-- START OF DATA PROVIDED --

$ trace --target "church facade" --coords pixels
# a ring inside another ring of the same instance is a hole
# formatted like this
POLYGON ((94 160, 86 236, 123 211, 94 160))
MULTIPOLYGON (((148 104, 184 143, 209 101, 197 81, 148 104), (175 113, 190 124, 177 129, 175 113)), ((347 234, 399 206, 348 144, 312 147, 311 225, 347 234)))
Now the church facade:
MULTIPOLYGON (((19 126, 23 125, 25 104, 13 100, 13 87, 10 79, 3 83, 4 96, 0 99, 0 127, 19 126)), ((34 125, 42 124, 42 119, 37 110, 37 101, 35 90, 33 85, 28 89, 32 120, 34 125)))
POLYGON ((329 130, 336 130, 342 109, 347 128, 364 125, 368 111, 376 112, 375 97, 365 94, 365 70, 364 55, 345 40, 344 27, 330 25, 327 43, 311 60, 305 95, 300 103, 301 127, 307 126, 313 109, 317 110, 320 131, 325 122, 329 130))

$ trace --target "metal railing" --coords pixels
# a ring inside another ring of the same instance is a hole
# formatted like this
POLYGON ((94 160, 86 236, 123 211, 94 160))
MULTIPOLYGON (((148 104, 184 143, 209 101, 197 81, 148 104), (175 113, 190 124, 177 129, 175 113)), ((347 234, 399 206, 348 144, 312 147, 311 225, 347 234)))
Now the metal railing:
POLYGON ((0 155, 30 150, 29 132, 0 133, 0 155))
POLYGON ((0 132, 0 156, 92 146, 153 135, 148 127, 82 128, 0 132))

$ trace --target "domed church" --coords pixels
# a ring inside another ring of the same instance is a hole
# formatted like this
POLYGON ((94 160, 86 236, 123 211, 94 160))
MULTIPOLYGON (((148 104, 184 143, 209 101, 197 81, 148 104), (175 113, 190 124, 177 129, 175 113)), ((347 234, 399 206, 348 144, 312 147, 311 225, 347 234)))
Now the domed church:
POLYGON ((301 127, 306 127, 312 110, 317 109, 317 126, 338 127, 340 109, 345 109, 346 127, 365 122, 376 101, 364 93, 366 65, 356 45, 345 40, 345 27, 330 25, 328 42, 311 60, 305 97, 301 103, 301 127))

-- END OF DATA PROVIDED --

* [REQUIRED TASK]
Retype all the lines in the records above with no changes.

* [CORRECT OUTPUT]
$ trace --target "church facade" --coords pixels
# a ring inside another ring of the same instance is a hole
# formatted like this
POLYGON ((94 160, 86 236, 123 211, 94 160))
MULTIPOLYGON (((148 104, 184 143, 209 101, 197 81, 148 104), (175 113, 190 124, 177 129, 175 113)), ((347 234, 399 206, 348 144, 312 147, 311 225, 347 234)))
Now the church facade:
MULTIPOLYGON (((19 126, 23 125, 25 104, 13 100, 13 87, 10 79, 3 83, 4 96, 0 99, 0 127, 19 126)), ((34 125, 42 124, 42 119, 37 110, 37 101, 35 90, 33 85, 28 89, 32 120, 34 125)))
POLYGON ((329 130, 336 130, 342 109, 347 128, 364 125, 368 111, 376 112, 375 97, 365 94, 365 70, 364 55, 345 40, 344 27, 330 25, 327 43, 311 60, 305 95, 300 103, 301 127, 307 126, 313 109, 317 110, 320 131, 325 122, 329 130))

$ trace --target "metal railing" --coords pixels
# a ring inside another ring of the same instance is a hole
# formatted like this
POLYGON ((94 160, 86 236, 123 211, 94 160))
MULTIPOLYGON (((148 104, 184 143, 209 101, 197 81, 148 104), (175 113, 190 124, 177 129, 175 113)), ((347 234, 399 206, 348 144, 312 147, 311 225, 347 234)))
Now the metal railing:
POLYGON ((0 155, 30 150, 29 132, 0 133, 0 155))
POLYGON ((0 132, 0 156, 92 146, 153 135, 148 127, 82 128, 0 132))

$ trace --target "domed church" --coords pixels
# a ring inside another ring of the same instance is a hole
# formatted like this
POLYGON ((94 160, 86 236, 123 211, 94 160))
MULTIPOLYGON (((148 104, 184 143, 209 101, 197 81, 148 104), (175 113, 190 124, 177 129, 175 113)), ((347 234, 399 206, 348 144, 312 147, 311 225, 347 234)))
Now the domed church:
POLYGON ((301 127, 306 127, 312 110, 317 109, 317 126, 338 127, 340 109, 345 109, 346 127, 365 122, 376 101, 364 93, 366 65, 356 45, 345 40, 345 27, 330 25, 328 42, 311 60, 305 97, 301 103, 301 127))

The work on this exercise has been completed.